■ Exercise:
Output the line that contains "If you could pick out the woman's face" and every line after it to the end of the entries, with nothing added or left out.

= = = =

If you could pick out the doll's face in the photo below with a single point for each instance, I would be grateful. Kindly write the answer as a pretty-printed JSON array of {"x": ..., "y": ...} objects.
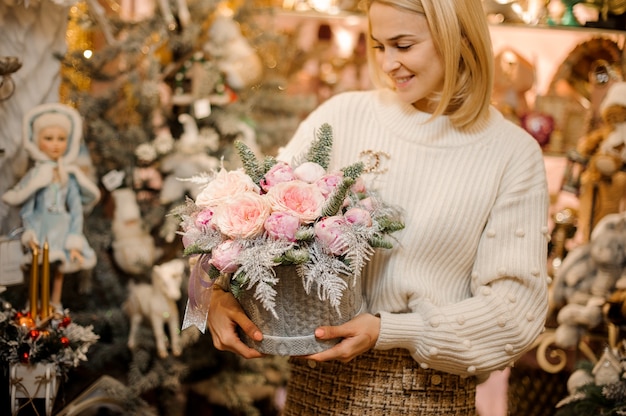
[{"x": 52, "y": 141}]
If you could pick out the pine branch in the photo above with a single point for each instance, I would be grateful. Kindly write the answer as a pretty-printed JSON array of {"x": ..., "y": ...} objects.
[
  {"x": 353, "y": 171},
  {"x": 321, "y": 147},
  {"x": 335, "y": 202},
  {"x": 250, "y": 162}
]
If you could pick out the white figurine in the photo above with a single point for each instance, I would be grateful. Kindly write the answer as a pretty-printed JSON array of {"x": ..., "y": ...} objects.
[
  {"x": 157, "y": 303},
  {"x": 55, "y": 193},
  {"x": 134, "y": 250}
]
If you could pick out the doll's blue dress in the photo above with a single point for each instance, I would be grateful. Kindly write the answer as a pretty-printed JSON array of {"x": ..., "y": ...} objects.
[{"x": 54, "y": 214}]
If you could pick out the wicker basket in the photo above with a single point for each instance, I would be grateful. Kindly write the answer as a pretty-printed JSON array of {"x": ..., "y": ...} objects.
[{"x": 299, "y": 313}]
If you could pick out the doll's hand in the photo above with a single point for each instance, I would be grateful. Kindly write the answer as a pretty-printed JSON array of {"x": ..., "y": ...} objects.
[
  {"x": 225, "y": 315},
  {"x": 359, "y": 335}
]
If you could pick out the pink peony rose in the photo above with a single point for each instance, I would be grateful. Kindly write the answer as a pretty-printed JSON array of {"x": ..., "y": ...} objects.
[
  {"x": 224, "y": 256},
  {"x": 224, "y": 186},
  {"x": 309, "y": 172},
  {"x": 203, "y": 219},
  {"x": 242, "y": 216},
  {"x": 281, "y": 226},
  {"x": 280, "y": 172},
  {"x": 302, "y": 200},
  {"x": 328, "y": 183},
  {"x": 328, "y": 230},
  {"x": 358, "y": 216}
]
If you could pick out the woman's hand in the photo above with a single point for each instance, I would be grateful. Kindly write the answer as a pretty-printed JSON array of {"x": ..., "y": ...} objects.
[
  {"x": 225, "y": 315},
  {"x": 359, "y": 335}
]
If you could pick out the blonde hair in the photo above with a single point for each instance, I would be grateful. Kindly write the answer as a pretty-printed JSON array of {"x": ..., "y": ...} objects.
[{"x": 468, "y": 64}]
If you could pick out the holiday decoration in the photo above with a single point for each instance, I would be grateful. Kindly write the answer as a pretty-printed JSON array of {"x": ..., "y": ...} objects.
[
  {"x": 246, "y": 223},
  {"x": 156, "y": 303}
]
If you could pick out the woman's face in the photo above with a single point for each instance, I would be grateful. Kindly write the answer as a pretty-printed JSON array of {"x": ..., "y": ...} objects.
[
  {"x": 406, "y": 53},
  {"x": 52, "y": 141}
]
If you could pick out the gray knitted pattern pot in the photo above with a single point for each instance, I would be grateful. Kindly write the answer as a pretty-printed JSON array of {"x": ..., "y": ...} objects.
[{"x": 299, "y": 313}]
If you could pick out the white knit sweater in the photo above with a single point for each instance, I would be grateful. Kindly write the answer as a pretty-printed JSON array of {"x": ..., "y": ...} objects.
[{"x": 465, "y": 287}]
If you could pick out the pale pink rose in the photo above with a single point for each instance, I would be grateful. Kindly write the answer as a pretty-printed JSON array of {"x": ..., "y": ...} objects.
[
  {"x": 309, "y": 172},
  {"x": 224, "y": 256},
  {"x": 203, "y": 219},
  {"x": 328, "y": 230},
  {"x": 328, "y": 183},
  {"x": 358, "y": 216},
  {"x": 302, "y": 200},
  {"x": 280, "y": 172},
  {"x": 242, "y": 216},
  {"x": 358, "y": 186},
  {"x": 225, "y": 185},
  {"x": 281, "y": 226}
]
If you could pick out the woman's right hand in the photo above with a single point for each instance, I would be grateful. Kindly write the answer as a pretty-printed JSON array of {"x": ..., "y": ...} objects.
[{"x": 225, "y": 315}]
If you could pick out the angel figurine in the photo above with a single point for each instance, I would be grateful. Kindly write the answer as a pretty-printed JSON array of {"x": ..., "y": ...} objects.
[{"x": 55, "y": 193}]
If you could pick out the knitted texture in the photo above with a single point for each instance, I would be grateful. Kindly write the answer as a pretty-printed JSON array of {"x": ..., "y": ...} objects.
[
  {"x": 377, "y": 383},
  {"x": 299, "y": 313}
]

= = = =

■ Final result:
If you could pick out the woman's face in the photo above with a single point for each instance, I would be grateful. Kindly write the answer as a pretty-printed JSON array of {"x": ..., "y": ...} objects.
[
  {"x": 406, "y": 53},
  {"x": 52, "y": 141}
]
If you could pick out the gray knitted pattern pot in the photo above with a single point for each instance, I would be grateful. Kindly write the answer as a pretty-printed JSON array of {"x": ..., "y": ...} objects.
[{"x": 299, "y": 313}]
If you could pick out the white knit sweater in the photo above with a single point for each instance, I would be grateful. Kindly write the answer as a pretty-printed JSON array of {"x": ..., "y": ...} objects.
[{"x": 465, "y": 287}]
If you could pick out the pale pink rose in the photo above with a single point for each instance, I would be grateful. Kindly write the answer as a pretty-printed JSON array of {"x": ..., "y": ...} objects.
[
  {"x": 309, "y": 172},
  {"x": 224, "y": 256},
  {"x": 203, "y": 219},
  {"x": 328, "y": 230},
  {"x": 328, "y": 183},
  {"x": 358, "y": 216},
  {"x": 302, "y": 200},
  {"x": 280, "y": 172},
  {"x": 242, "y": 216},
  {"x": 358, "y": 186},
  {"x": 225, "y": 185},
  {"x": 281, "y": 226}
]
If you could pick out the woman's right hand in the photo above with a single point for each instance, I would be grateful. Kindly write the answer as a pretty-printed JSON array of {"x": ..., "y": ...} objects.
[{"x": 225, "y": 315}]
If you could pick out the angel figurine in the photo above with a single point for each instance, I would be grateful. Kindly write the answer as a pretty-printed JSON array of {"x": ..., "y": ...} objects.
[{"x": 55, "y": 193}]
If you could pick out the knitted texture in the photo above with a single point for each instance, I would be grateful. Kindly write the answer as a pretty-printed JSON array of {"x": ..., "y": ...} objects.
[
  {"x": 377, "y": 383},
  {"x": 299, "y": 313}
]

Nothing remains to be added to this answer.